:: Stored items from a collection ::
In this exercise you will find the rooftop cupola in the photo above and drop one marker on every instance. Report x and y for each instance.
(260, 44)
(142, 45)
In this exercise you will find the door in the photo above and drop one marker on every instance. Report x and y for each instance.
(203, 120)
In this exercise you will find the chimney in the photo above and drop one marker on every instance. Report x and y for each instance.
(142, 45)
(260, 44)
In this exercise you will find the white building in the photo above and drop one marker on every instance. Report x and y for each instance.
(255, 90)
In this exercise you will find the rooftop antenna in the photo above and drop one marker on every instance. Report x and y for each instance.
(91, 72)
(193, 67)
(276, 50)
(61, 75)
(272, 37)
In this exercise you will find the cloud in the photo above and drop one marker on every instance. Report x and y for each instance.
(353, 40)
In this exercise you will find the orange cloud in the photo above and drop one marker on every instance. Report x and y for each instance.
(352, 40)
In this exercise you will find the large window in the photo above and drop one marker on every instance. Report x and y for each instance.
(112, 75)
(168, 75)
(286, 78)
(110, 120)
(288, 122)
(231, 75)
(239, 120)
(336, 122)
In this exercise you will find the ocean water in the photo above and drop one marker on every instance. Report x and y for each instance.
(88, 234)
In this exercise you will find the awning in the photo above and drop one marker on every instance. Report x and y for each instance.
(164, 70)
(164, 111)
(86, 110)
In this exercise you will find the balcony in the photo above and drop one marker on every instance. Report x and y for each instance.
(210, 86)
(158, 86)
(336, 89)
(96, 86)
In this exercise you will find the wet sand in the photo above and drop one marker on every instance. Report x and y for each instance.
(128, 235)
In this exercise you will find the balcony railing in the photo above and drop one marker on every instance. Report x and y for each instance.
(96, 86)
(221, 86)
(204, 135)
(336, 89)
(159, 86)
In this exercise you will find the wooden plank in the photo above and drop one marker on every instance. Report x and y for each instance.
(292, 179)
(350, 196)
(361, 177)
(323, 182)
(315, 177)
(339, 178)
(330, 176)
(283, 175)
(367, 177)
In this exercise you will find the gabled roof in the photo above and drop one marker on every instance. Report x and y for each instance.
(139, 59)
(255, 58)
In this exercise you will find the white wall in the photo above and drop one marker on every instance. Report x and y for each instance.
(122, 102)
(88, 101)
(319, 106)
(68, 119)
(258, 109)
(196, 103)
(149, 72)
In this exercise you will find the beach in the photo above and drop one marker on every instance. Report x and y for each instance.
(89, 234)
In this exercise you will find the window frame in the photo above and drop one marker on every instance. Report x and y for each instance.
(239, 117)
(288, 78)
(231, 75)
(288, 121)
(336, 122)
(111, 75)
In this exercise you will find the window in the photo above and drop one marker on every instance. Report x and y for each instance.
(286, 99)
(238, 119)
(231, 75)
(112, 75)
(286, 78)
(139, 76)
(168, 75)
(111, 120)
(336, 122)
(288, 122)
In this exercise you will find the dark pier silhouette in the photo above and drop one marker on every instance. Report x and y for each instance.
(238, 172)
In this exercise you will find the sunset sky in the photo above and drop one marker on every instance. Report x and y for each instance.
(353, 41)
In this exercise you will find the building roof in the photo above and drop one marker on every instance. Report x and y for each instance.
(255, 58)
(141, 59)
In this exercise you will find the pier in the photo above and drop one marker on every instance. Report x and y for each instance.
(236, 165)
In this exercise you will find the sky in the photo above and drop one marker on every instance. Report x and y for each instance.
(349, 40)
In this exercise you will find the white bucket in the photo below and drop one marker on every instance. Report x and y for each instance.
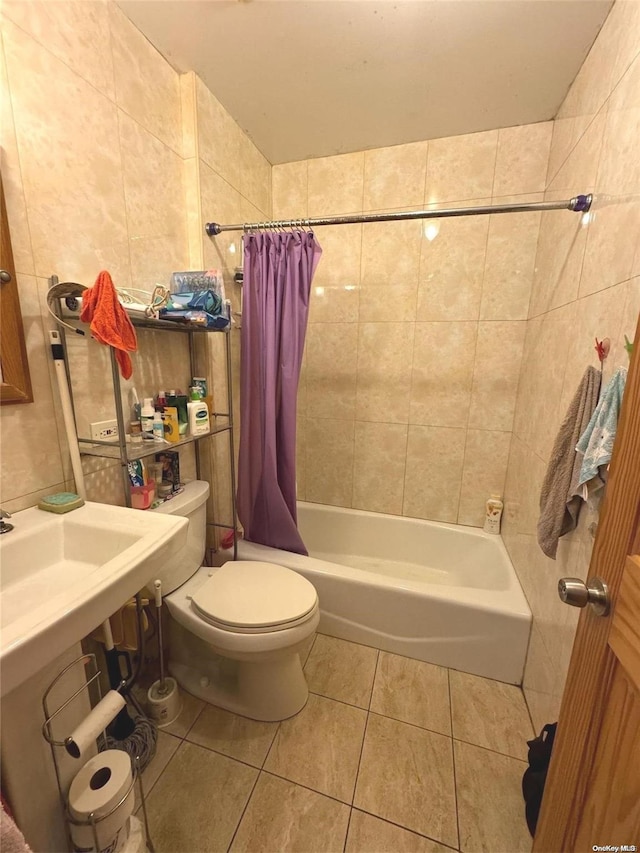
(164, 707)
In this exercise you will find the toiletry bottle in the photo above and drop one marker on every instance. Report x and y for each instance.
(158, 427)
(198, 414)
(146, 417)
(494, 507)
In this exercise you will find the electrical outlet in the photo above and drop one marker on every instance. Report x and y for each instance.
(104, 431)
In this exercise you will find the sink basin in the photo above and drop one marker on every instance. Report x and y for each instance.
(62, 575)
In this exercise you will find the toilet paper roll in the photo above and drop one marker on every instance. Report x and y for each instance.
(97, 789)
(96, 722)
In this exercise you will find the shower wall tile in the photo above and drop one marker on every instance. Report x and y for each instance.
(77, 36)
(331, 361)
(379, 463)
(497, 370)
(416, 292)
(395, 177)
(390, 253)
(385, 352)
(523, 154)
(433, 472)
(451, 269)
(485, 467)
(510, 262)
(289, 181)
(583, 287)
(147, 87)
(461, 167)
(218, 136)
(336, 184)
(329, 461)
(441, 381)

:: Task statement ::
Produce an exact copy of each line of data, skipping embedded images.

:: Answer to the exercise ::
In this exercise you will find the rooftop cupola in the photo above and drop one marker on every instance. Report x and y for each instance.
(260, 44)
(142, 45)
In this exercise you will find the door in the photo above and drop one marker on every instance. Report x and y for each instance.
(203, 120)
In this exercise you will find the chimney in the photo above and drop one marker on every instance. Report x and y for each instance.
(142, 45)
(260, 44)
In this exercise you will find the white building in the photo above and drop one marker on every instance. Report x and y for each instance.
(255, 90)
In this exercise you will find the rooftop antenna in the photo above and drop one marker on every instance. Report x and y for each instance.
(91, 72)
(193, 67)
(276, 50)
(61, 75)
(272, 37)
In this exercise you will find the cloud in the photo above and drop one marker on every instance. Report x and y for each instance.
(353, 40)
In this exercise you will find the orange cloud in the photo above and drop one marker on every instance. Report x and y for each instance.
(352, 40)
In this exercise you will find the large window in the photo above and drop one marker on every instance. Report x and y for each instance.
(112, 75)
(168, 75)
(286, 78)
(110, 120)
(288, 122)
(231, 75)
(239, 120)
(336, 122)
In this exercise you will find the ocean water in the photo above and drop one marker on every instance. Report x and y for each instance.
(88, 234)
In this exercise you will find the awning in the photo above and drop one marker on every instance. Report x and y for each instance.
(164, 70)
(164, 111)
(86, 110)
In this exercise you will find the balcony in the photo above and drop one marker on every instance. Report x and y for each instance.
(210, 86)
(158, 86)
(336, 89)
(96, 86)
In this exercise you will find the wet sand in the photo above and drop one marker on every instance. Report x and y for each instance.
(128, 235)
In this exercise you will find the balcony railing in the photo above and drop one marker on every instance. Report x and y for each instance.
(96, 86)
(221, 86)
(204, 135)
(336, 89)
(159, 86)
In this exercise you will find the wooden plank in the photo above and drop one marker on every instance. Report x and y for each instance.
(292, 179)
(350, 196)
(361, 177)
(323, 182)
(315, 177)
(339, 178)
(330, 176)
(283, 175)
(367, 177)
In this exercise you will find the gabled roof in the photo above and drop one marker on every instance. Report x and y for each instance.
(139, 59)
(255, 58)
In this exercise you will find the white wall in the photo above and drop one marker on every instance. Report x and y for each instance.
(122, 102)
(88, 101)
(319, 106)
(68, 119)
(258, 109)
(196, 103)
(149, 72)
In this exercise you will find the beach in the photo above and drop one marker on every instance. Report x and y for each instance.
(89, 234)
In this exercise you will find the window frame in the photo above and drop one marker on every instance. Report x and y for each instance.
(239, 117)
(288, 78)
(231, 75)
(288, 121)
(336, 122)
(111, 75)
In this exercise you will find the window in the photo above and drop one marker on every instance. Report x and y for each instance.
(286, 99)
(238, 119)
(231, 75)
(112, 75)
(286, 78)
(139, 76)
(168, 75)
(111, 120)
(336, 122)
(288, 122)
In this exercise you will find the dark pier silhouette in the photo above and drop one marker on every instance. Report x and y for each instance.
(238, 172)
In this exercise you will find the sunset sky in the photo above and drop one marker on every instance. Report x and y for each instance.
(353, 41)
In this exercise you will find the building roof in the photo above and drop one marker on every instance. Report x and y for each instance.
(255, 58)
(141, 59)
In this exercise you will find the pier in the photo above and drop one marker on every instance. Report x and y for each instance.
(236, 165)
In this exercise you will find the sky in the photo above and drop one marker on every instance. Report x and y for each instance.
(349, 40)
In this exercise you will find the white bucket in the photo below and drop one marker on every instance. Report x and y for each instance.
(164, 707)
In this exercise you will find the toiletry bottle in the photo above and drop one marker on every instance. Report x and y for each instance.
(158, 427)
(198, 414)
(146, 417)
(494, 507)
In this exercise you will find the electrical outlet in the photo above and drop one marker on every instance. Report x and y for each instance.
(104, 431)
In this exercise you will find the sink basin in the photo above and drop one marker on every instance. Report x and y for each instance.
(62, 575)
In this exercise you will find the toilet paper roll in the photo above and drop one marker on every instance. Report x and y for each instance.
(97, 789)
(96, 722)
In this exercise you will find the shower wall tile in the photo above and drop one marker on every instance. Report x and y for each instance.
(77, 36)
(331, 361)
(379, 463)
(497, 370)
(416, 292)
(395, 177)
(390, 253)
(385, 352)
(523, 154)
(433, 472)
(451, 269)
(485, 467)
(510, 262)
(289, 181)
(583, 287)
(147, 87)
(461, 167)
(218, 136)
(336, 184)
(329, 461)
(441, 381)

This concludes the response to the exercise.